To be done:
Copy every one of the records below word for word, with no changes.

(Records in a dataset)

%%

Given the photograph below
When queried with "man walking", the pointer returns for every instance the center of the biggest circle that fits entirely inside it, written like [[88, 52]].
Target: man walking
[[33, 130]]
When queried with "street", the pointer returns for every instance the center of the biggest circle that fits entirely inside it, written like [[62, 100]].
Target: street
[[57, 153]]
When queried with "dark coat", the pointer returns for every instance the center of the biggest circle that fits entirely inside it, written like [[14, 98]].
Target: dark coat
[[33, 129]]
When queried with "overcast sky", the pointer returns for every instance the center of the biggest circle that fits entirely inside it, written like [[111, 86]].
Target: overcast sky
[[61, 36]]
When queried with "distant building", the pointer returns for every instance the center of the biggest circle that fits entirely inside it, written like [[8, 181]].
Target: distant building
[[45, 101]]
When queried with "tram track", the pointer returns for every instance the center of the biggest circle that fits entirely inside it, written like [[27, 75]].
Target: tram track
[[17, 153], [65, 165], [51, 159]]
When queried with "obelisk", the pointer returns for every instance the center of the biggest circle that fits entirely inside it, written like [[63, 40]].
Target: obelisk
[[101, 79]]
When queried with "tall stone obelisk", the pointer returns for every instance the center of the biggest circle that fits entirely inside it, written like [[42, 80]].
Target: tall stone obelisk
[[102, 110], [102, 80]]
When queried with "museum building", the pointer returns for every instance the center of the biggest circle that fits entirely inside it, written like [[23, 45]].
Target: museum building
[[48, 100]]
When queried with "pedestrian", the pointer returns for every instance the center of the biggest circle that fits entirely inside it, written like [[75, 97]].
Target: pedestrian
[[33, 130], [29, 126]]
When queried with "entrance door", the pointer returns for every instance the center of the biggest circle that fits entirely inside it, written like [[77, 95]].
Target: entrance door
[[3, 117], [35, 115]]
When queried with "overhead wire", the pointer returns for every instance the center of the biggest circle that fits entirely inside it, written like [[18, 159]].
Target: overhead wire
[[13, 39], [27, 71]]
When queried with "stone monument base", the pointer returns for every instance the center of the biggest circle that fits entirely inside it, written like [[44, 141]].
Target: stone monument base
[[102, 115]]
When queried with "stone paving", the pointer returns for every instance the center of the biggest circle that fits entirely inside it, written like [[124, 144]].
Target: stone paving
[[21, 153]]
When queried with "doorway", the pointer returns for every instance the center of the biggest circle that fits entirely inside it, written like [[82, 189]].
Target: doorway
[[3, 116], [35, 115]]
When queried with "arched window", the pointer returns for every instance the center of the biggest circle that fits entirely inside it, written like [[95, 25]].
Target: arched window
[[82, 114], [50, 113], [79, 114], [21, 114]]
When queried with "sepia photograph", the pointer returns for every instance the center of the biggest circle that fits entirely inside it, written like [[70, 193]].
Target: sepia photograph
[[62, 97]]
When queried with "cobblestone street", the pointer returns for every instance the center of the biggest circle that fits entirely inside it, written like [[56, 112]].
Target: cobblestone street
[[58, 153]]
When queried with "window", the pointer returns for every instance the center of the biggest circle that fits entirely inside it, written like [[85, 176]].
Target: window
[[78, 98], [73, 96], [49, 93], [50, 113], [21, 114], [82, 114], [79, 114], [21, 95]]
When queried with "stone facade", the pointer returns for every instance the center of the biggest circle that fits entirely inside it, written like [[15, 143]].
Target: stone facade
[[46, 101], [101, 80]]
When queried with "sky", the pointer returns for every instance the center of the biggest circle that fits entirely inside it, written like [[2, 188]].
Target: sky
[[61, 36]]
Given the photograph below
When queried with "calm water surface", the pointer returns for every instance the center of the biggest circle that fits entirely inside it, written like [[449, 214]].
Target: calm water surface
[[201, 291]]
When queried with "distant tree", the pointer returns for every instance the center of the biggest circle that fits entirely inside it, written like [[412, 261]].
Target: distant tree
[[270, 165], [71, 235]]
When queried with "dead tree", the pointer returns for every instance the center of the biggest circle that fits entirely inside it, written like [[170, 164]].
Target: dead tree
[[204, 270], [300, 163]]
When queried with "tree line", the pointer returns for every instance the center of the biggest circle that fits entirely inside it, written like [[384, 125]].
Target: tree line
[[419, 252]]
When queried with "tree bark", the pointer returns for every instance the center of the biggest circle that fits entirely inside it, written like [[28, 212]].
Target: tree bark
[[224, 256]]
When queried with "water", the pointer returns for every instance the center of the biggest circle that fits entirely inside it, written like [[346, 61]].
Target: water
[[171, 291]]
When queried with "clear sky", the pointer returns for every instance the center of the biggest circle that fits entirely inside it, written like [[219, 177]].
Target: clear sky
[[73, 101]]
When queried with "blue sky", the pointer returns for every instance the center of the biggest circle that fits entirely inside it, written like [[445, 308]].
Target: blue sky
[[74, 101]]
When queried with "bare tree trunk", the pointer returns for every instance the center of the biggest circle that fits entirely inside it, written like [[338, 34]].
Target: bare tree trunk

%%

Reply to the task:
Given the photograph below
When queried with "man walking", the pointer returns for every instance the center of the biggest circle that fits entirely inside it, written like [[88, 52]].
Target: man walking
[[33, 130]]
When queried with "street", the pointer returns for every instance the center of the biggest circle that fits entirely inside it, written like [[62, 100]].
Target: street
[[57, 153]]
When queried with "dark coat", the pointer returns for every instance the center of the biggest circle that fits entirely inside it, written like [[14, 98]].
Target: dark coat
[[33, 129]]
When queried with "overcast sky", the pointer returns for every instance the center of the biggest circle that fits entirely inside it, written like [[111, 86]].
Target: overcast sky
[[61, 36]]
When queried with "distant building", the pointer returns for every instance the center of the biggest circle that fits entirely inside it, written like [[8, 181]].
Target: distant building
[[45, 101]]
When queried with "tram track", the pointer returns for every instance the center of the biggest circle that fits entirely inside it, written like [[27, 75]].
Target: tram track
[[17, 153], [65, 165], [51, 159]]
When queried with "obelisk", the pointer returns for every instance the center of the biggest circle that fits entirely inside it, written like [[63, 40]].
Target: obelisk
[[101, 79]]
When queried with "tall stone obelisk", the pointer returns for every instance the center of the biggest circle that fits entirely inside it, written like [[42, 80]].
Target: tall stone obelisk
[[102, 110], [102, 80]]
When queried with "museum building", the pointer returns for every instance the center of the biggest circle that fits entirely inside it, written like [[23, 45]].
Target: museum building
[[48, 100]]
When queried with "pedestrian", the pointer returns for every instance the center of the biggest circle that fits entirely inside it, written like [[75, 97]].
Target: pedestrian
[[33, 130], [29, 126]]
When queried with "entrance door", the pointer returns for every instance the center of the biggest circle that fits entirely inside it, written like [[77, 95]].
Target: entrance door
[[3, 117], [35, 115]]
When queried with "overhead wire", the pointer returns for every instance the center of the biggest circle that fits entirely inside it, written like [[18, 159]].
Target: overhead wire
[[13, 39], [27, 71]]
When queried with "stone monument base", the pointer returns for every instance the center of the biggest circle that fits entirely inside it, written like [[44, 141]].
Target: stone monument base
[[102, 115]]
When queried with "stone paving", the pointer returns for every instance the center of the biggest circle that fits entirely inside it, written like [[124, 144]].
Target: stone paving
[[21, 153]]
When queried with "doorway", the pointer returns for every instance the center of the biggest circle that fits entirely inside it, written like [[82, 189]].
Target: doorway
[[3, 116], [35, 115]]
When queried with "arched window", the pointer returns for every instance the center of the biggest circle that fits entirely inside it, written like [[95, 25]].
Target: arched window
[[82, 114], [50, 113], [79, 114], [21, 114]]
When queried with "sepia photograph", the pointer returns for every instance the center of the biggest circle that fits entirely inside it, written like [[70, 193]].
Target: sepia photograph
[[62, 97]]
When queried with "cobblestone street", the pointer returns for every instance the center of the biggest circle that fits entirely inside it, written like [[56, 112]].
Target: cobblestone street
[[58, 153]]
When queried with "window", the pointer returns for every instance the center of the biggest circle that fits entirely inside it, written like [[85, 176]].
Target: window
[[78, 98], [73, 96], [49, 93], [50, 113], [21, 114], [82, 114], [79, 114], [21, 95]]
When queried with "stone facade", the pointer returns for every instance the center of the biggest circle that fits entirely inside it, written like [[15, 143]].
Target: stone facade
[[46, 101], [101, 80]]
When queried with "sky", the pointer returns for every instance the center of the biggest circle that fits entirely inside it, written like [[2, 188]].
Target: sky
[[61, 36]]
Given the photograph below
When queried with "calm water surface", the pointer returns for every instance the center of the biggest circle that fits entirely inside it, written like [[449, 214]].
Target: calm water surface
[[201, 291]]
When queried with "distant tree", the pointer returns for every instance the center of the biggest circle that fits entirely inside it, written like [[412, 261]].
Target: distant tree
[[270, 165], [71, 235]]
When queried with "dead tree", the pointer returns for every instance the center of the biggest circle that fits entirely inside it, written like [[170, 164]].
Target: dead tree
[[204, 270], [300, 163]]
When queried with "tree line", the pointer returns for every instance the center of the biggest circle that fits entirely inside it, written like [[384, 125]].
Target: tree line
[[419, 252]]
When queried with "tree bark", the pointer returns for every instance the center of the biggest circle that fits entirely inside it, written like [[28, 212]].
Target: tree bark
[[224, 256]]
When queried with "water", the pointer returns for every instance the center of the biggest circle that fits entirely inside it, written like [[346, 61]].
Target: water
[[171, 291]]
When queried with "clear sky", the pointer returns for every instance the center of the biggest circle that fits entirely inside it, written like [[219, 177]].
Target: clear sky
[[73, 101]]
When queried with "blue sky", the pointer returns for every instance the center of the biggest circle that fits entirely inside it, written like [[445, 308]].
Target: blue sky
[[74, 101]]
When queried with "bare tree trunk", the pointer returns for every instance the center of the biggest circle that fits entirely inside it, written like [[338, 34]].
Target: bare tree trunk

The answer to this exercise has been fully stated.